* WHAT YOU HAVE TO DO: With every line kept intact, print the entries that appear below.

Dataset entries:

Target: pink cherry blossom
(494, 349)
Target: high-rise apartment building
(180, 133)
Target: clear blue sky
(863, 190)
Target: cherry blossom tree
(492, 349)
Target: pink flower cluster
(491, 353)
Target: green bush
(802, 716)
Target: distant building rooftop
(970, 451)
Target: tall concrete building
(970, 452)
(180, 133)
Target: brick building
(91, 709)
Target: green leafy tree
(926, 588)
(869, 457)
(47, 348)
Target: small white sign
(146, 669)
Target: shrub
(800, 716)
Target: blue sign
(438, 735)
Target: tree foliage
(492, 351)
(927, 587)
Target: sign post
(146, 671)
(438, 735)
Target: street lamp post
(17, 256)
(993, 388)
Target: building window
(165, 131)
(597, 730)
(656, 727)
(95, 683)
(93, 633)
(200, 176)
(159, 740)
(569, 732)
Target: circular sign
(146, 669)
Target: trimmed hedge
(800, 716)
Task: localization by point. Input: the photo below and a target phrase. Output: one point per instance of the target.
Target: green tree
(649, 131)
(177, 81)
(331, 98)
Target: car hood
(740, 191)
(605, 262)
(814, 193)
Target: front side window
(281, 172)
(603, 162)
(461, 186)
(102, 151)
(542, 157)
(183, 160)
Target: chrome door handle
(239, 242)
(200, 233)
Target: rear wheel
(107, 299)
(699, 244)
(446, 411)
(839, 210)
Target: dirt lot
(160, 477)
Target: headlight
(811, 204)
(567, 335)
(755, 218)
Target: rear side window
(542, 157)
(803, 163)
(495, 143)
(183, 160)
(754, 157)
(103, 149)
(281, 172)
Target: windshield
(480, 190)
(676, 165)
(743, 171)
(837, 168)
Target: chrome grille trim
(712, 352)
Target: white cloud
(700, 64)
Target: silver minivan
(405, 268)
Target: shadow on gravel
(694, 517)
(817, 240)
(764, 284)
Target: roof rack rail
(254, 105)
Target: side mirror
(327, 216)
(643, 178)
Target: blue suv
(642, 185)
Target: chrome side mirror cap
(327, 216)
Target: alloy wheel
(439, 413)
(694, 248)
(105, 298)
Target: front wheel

* REPLY:
Target: pink cherry blossom
(494, 349)
Target: high-rise apartment building
(180, 133)
Target: clear blue sky
(863, 190)
Target: cherry blossom tree
(492, 349)
Target: pink flower cluster
(491, 353)
Target: green bush
(802, 716)
Target: distant building rooftop
(970, 451)
Target: tall concrete building
(970, 452)
(180, 133)
Target: brick building
(91, 709)
Target: green leafy tree
(926, 588)
(869, 457)
(47, 348)
Target: small white sign
(146, 669)
Target: shrub
(800, 716)
Target: blue sign
(438, 735)
Target: tree foliage
(492, 351)
(927, 587)
Target: sign post
(146, 671)
(438, 735)
Target: street lamp post
(17, 256)
(993, 388)
Target: building window
(165, 131)
(597, 730)
(656, 727)
(95, 683)
(93, 633)
(200, 176)
(159, 740)
(569, 732)
Target: circular sign
(146, 669)
Target: trimmed hedge
(800, 716)
Task: localization by point. Input: the photo below and a target phrase. Output: one point per instance of the target.
Target: green tree
(649, 131)
(177, 81)
(331, 98)
Target: car hood
(740, 191)
(605, 262)
(814, 193)
Target: front side window
(281, 172)
(603, 162)
(461, 186)
(102, 151)
(542, 157)
(183, 160)
Target: chrome door handle
(239, 242)
(200, 233)
Target: rear wheel
(107, 299)
(699, 244)
(446, 411)
(839, 210)
Target: dirt lot
(160, 477)
Target: headlight
(811, 204)
(567, 335)
(755, 218)
Target: rear side window
(542, 157)
(803, 163)
(495, 143)
(183, 160)
(754, 157)
(103, 149)
(281, 172)
Target: windshield
(480, 190)
(676, 165)
(743, 171)
(837, 168)
Target: chrome grille trim
(712, 352)
Target: white cloud
(700, 64)
Target: silver minivan
(405, 268)
Target: shadow on gravel
(694, 517)
(817, 240)
(764, 284)
Target: roof rack rail
(254, 105)
Target: side mirror
(327, 216)
(643, 178)
Target: blue suv
(642, 185)
Target: chrome side mirror cap
(327, 216)
Target: alloy wheel
(439, 413)
(694, 248)
(105, 298)
Target: front wheel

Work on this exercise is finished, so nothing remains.